EXERCISE DETAILS: Repeat the data exactly, please.

Segment Open

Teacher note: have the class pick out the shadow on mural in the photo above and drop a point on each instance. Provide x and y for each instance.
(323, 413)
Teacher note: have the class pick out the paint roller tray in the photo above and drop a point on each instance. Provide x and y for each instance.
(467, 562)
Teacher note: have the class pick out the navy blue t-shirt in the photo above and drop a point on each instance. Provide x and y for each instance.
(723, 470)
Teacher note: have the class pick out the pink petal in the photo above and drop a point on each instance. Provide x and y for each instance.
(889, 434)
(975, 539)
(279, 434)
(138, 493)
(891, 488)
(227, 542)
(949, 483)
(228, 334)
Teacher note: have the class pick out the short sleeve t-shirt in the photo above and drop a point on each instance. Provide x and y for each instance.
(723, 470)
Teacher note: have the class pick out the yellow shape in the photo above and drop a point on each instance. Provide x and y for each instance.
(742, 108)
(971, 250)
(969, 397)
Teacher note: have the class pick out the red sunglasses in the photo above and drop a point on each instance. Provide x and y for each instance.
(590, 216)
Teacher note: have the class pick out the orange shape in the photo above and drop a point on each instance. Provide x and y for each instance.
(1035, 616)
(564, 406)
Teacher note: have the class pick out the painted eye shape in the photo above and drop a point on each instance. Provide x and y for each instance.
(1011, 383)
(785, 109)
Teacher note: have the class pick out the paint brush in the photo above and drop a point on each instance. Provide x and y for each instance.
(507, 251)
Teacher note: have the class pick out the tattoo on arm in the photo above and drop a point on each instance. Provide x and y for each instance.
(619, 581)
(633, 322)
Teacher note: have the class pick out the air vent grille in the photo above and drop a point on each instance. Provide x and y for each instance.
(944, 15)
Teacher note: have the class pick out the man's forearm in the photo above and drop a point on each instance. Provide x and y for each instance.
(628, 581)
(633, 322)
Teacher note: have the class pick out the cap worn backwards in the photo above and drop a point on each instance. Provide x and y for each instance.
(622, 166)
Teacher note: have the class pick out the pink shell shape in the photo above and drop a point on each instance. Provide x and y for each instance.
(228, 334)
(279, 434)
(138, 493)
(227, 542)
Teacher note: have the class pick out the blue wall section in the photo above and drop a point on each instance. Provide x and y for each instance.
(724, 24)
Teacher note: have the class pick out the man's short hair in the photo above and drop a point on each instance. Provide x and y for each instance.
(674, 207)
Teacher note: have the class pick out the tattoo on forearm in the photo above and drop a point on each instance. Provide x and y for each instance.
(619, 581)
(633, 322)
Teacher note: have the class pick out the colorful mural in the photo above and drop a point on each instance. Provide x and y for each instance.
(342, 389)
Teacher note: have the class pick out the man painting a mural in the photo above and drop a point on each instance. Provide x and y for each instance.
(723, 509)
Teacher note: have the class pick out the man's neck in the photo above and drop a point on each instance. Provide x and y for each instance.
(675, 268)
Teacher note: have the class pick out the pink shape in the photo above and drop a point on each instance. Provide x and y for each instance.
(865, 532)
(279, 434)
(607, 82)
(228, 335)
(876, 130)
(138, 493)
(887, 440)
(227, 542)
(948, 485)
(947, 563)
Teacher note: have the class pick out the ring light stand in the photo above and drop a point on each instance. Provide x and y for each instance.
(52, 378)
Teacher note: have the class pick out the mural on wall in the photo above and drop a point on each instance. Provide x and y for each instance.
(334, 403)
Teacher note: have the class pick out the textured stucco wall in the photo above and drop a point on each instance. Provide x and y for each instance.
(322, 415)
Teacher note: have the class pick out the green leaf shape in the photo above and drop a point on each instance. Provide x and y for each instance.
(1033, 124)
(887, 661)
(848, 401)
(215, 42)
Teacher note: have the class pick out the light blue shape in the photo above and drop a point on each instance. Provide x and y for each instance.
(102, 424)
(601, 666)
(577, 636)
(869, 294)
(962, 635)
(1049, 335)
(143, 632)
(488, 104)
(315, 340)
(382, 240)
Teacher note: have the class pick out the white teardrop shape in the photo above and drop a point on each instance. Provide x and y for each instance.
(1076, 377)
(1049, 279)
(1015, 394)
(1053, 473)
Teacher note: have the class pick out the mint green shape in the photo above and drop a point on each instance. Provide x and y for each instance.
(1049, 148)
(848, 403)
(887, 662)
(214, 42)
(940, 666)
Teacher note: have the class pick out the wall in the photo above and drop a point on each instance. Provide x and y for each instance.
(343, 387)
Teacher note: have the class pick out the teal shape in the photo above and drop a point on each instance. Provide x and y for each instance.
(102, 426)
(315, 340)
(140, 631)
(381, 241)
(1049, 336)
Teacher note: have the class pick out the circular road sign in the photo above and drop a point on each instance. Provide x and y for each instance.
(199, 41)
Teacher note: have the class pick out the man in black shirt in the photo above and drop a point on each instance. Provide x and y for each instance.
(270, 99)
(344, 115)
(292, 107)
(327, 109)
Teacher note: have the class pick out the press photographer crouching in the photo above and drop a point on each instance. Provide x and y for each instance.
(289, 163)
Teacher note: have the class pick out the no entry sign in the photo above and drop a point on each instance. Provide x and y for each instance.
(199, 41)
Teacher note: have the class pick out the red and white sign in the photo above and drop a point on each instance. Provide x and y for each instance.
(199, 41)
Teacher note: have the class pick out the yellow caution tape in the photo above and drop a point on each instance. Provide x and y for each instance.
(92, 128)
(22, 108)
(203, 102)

Segment Closed

YOUR RESPONSE:
Teacher note: have the class pick out the shadow on mural in the photo above and drop a point on each instance. Provide x and y for each instance.
(323, 413)
Teacher note: have the class pick out the paint roller tray in the photo above and drop a point on each instance. Provide x and y for each instance.
(467, 562)
Teacher note: have the class pick out the navy blue t-shirt in the photo above and drop a point on each instance. Provide x and y for each instance.
(723, 470)
Teacher note: have the class pick out the pink petal in the photo above and drop a point on each instance. Provide x and y for each instance.
(889, 434)
(975, 539)
(279, 434)
(138, 493)
(891, 488)
(227, 542)
(949, 483)
(228, 334)
Teacher note: have the class pick out the short sleeve t-shirt in the photo above and drop a point on each instance. Provide x and y for each instance.
(723, 470)
Teacher note: have the class pick out the yellow shape in the photo above and drop a point on each instance. Provide x and y for each instance.
(742, 108)
(971, 250)
(969, 397)
Teacher note: have the class pick out the red sunglasses in the photo above and drop a point on each instance. Provide x and y for each instance.
(590, 216)
Teacher note: have the class pick out the orange shape in the photo above and drop a point on each instance. Provide x and y for each instance.
(1035, 616)
(564, 406)
Teacher note: have the class pick out the painted eye shape in the photo above and drop a point on each instance. Provide x and y for each instance.
(1011, 383)
(785, 109)
Teacher note: have the class pick out the paint brush in the photo above and drop a point on each instance. Provide x and y for each instance.
(507, 251)
Teacher note: have the class pick out the tattoo on arm in the photo above and drop a point on each instance. Provide x and y for each instance.
(619, 581)
(633, 322)
Teacher note: have the class pick out the air vent grille in the photo above and drop a point on each instance. Provide x and y for each instance.
(944, 15)
Teacher note: have the class pick out the man's forearm in the photo above and drop a point on each instance. Provide x and y for each instance.
(628, 581)
(633, 322)
Teacher note: have the class pick out the cap worn backwards in the photo above and drop a point on each instance. Provide x and y for each instance.
(622, 166)
Teacher note: have the class pick out the pink shell shape in the photo above and drop a point on each instance. Provide x and y for each instance.
(228, 334)
(279, 434)
(138, 493)
(227, 542)
Teacher note: have the class pick out the blue wall section in the photo above and drop a point on each instance. Provide x and y for each instance.
(724, 24)
Teacher note: have the class pick out the man's short hair in the photo above and drop a point on each instance. Provide x and y for each instance.
(674, 207)
Teacher note: have the class pick out the tattoo on forearm in the photo above and drop a point on each instance. Provide x and y for each instance.
(619, 581)
(633, 322)
Teacher note: have the class pick out the colorful mural in the photo above and drop a point on each instance. Provide x and y for each instance.
(342, 389)
Teacher note: have the class pick out the man painting a mural in the photo above and drop a point on each instance. Provide x and y for each instance.
(723, 509)
Teacher note: have the class pick out the man's neck in the photo above and drop a point on each instance. Provide x and y for each instance.
(675, 268)
Teacher note: have the class pick out the pink shape in the photo above and drop a point on each instance. Provide x and y for each instance.
(865, 532)
(279, 434)
(607, 82)
(228, 335)
(876, 130)
(138, 493)
(887, 440)
(227, 542)
(948, 485)
(947, 563)
Teacher note: have the class pick out the ring light stand in the photo above and drop a point on each instance. Provide x and y for each instance.
(52, 378)
Teacher note: have the class pick out the mural on wall in the photo above and drop a point on each instance. Provide x and y for each instance.
(334, 403)
Teacher note: have the class pick out the textured stucco wall in the photo above and drop a point on each instance. Provide x and y for each instance.
(322, 415)
Teacher note: have the class pick out the green leaf shape in the photo above and drop a point on each instance. Provide x and y for each instance.
(1033, 124)
(887, 661)
(848, 401)
(215, 42)
Teacher note: have the class pick out the light blue shape in the photo above and drop a point on each instance. Provide x and y for each instance.
(102, 424)
(601, 666)
(577, 636)
(869, 294)
(962, 635)
(1049, 335)
(143, 632)
(488, 104)
(315, 340)
(382, 240)
Teacher note: have the class pick out the white teardrop shape in the photo above and drop a point on each instance. Provide x and y for each instance.
(1076, 377)
(1049, 279)
(1015, 394)
(1053, 473)
Teacher note: have the class pick out the mint green shape in the photo above and drop a point on each instance. Provide x and y for each instance.
(1049, 148)
(848, 403)
(887, 662)
(214, 42)
(940, 666)
Teacher note: have the class pick out the wall in the photo above and drop a point on each instance. Provide x and y for each instance.
(343, 387)
Teacher note: have the class pick out the teal shape in the photo above and drop a point on each instance. Provide x and y for each instance.
(102, 426)
(315, 340)
(140, 631)
(381, 241)
(1049, 336)
Teacher note: have the class pick out the circular road sign in the photo above and drop a point on each instance. Provide x and y for each instance.
(199, 41)
Teacher note: have the class pick out the man in black shirt in the photo above and drop a point on each instance. Provide x and y for each instance.
(270, 99)
(344, 115)
(292, 107)
(327, 109)
Teacher note: have the class pick out the press photographer crouching in the photo above and drop a point on each instance. Provide x and y for each instance.
(289, 163)
Teacher note: have the class pick out the no entry sign in the photo above and drop a point on each instance. Provide x and y for each instance.
(199, 41)
Teacher note: have the class pick out the red and white sign in the photo above and drop a point on each instance. Provide x and y for each instance.
(199, 41)
Teacher note: have the class pick out the yellow caution tape in the photo above and drop a point on each instance. Provide x and y for each instance.
(92, 128)
(22, 108)
(203, 102)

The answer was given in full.